SOURCE RECORDS:
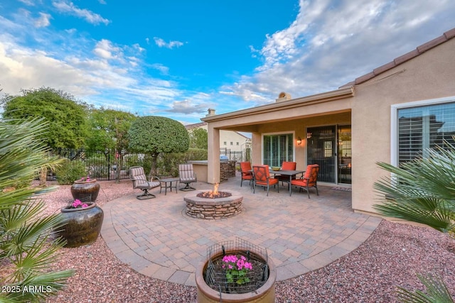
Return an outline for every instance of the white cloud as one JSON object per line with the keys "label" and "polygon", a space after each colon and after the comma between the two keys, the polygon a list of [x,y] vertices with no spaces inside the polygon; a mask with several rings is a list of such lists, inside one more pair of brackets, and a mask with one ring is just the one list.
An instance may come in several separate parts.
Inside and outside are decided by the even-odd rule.
{"label": "white cloud", "polygon": [[50,21],[49,21],[50,18],[52,18],[52,16],[48,13],[40,13],[40,17],[35,20],[35,26],[37,28],[48,26],[50,24]]}
{"label": "white cloud", "polygon": [[18,0],[18,1],[19,2],[22,2],[23,4],[30,6],[33,6],[36,4],[36,1],[33,0]]}
{"label": "white cloud", "polygon": [[[183,45],[183,42],[180,41],[169,41],[166,43],[164,40],[161,38],[154,37],[154,40],[155,40],[155,44],[158,45],[159,48],[173,48],[175,47],[180,48]],[[147,38],[148,42],[148,38]]]}
{"label": "white cloud", "polygon": [[453,28],[455,1],[300,0],[296,20],[250,47],[262,65],[222,94],[256,104],[336,89]]}
{"label": "white cloud", "polygon": [[163,75],[168,75],[169,73],[169,67],[168,67],[167,66],[164,66],[162,64],[153,64],[151,65],[151,68],[159,70],[159,72]]}
{"label": "white cloud", "polygon": [[87,9],[81,9],[74,5],[73,2],[66,2],[65,1],[53,1],[52,4],[55,9],[62,13],[68,13],[70,15],[75,16],[85,19],[90,23],[98,25],[105,23],[107,25],[110,23],[108,19],[102,18],[100,15],[95,13]]}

REQUIREMENTS: Are you able to set down all the lines above exactly, without any pictures?

FULL OUTPUT:
Return an outline for every instance of the white cloud as one JSON object per line with the keys "label" and "polygon", a space after each colon and after the comma between the two keys, the polygon a list of [x,y] vertices with no spaces inside the polygon; a mask with several rings is a list of such lists, inside one more pair of brackets, and a mask with one ring is just the one list.
An instance may come in several separate parts.
Inside and outside are decided by the even-odd rule.
{"label": "white cloud", "polygon": [[50,21],[49,21],[50,18],[52,18],[52,16],[48,13],[40,13],[40,17],[35,20],[35,26],[37,28],[48,26],[50,24]]}
{"label": "white cloud", "polygon": [[18,0],[18,1],[19,2],[22,2],[23,4],[30,6],[33,6],[36,4],[36,1],[33,0]]}
{"label": "white cloud", "polygon": [[[183,45],[183,42],[180,41],[169,41],[166,43],[164,40],[161,38],[154,37],[154,40],[155,40],[155,44],[158,45],[159,48],[173,48],[175,47],[180,48]],[[147,38],[148,42],[148,38]]]}
{"label": "white cloud", "polygon": [[453,28],[455,1],[300,0],[296,20],[250,47],[262,65],[222,94],[256,104],[336,89]]}
{"label": "white cloud", "polygon": [[163,75],[168,75],[169,73],[169,67],[168,67],[167,66],[164,66],[162,64],[153,64],[151,65],[151,68],[159,70],[159,72]]}
{"label": "white cloud", "polygon": [[87,9],[81,9],[74,5],[73,2],[66,2],[65,1],[53,1],[52,4],[55,9],[62,13],[68,13],[70,15],[75,16],[85,19],[90,23],[98,25],[105,23],[107,25],[110,23],[108,19],[102,18],[100,15],[95,13]]}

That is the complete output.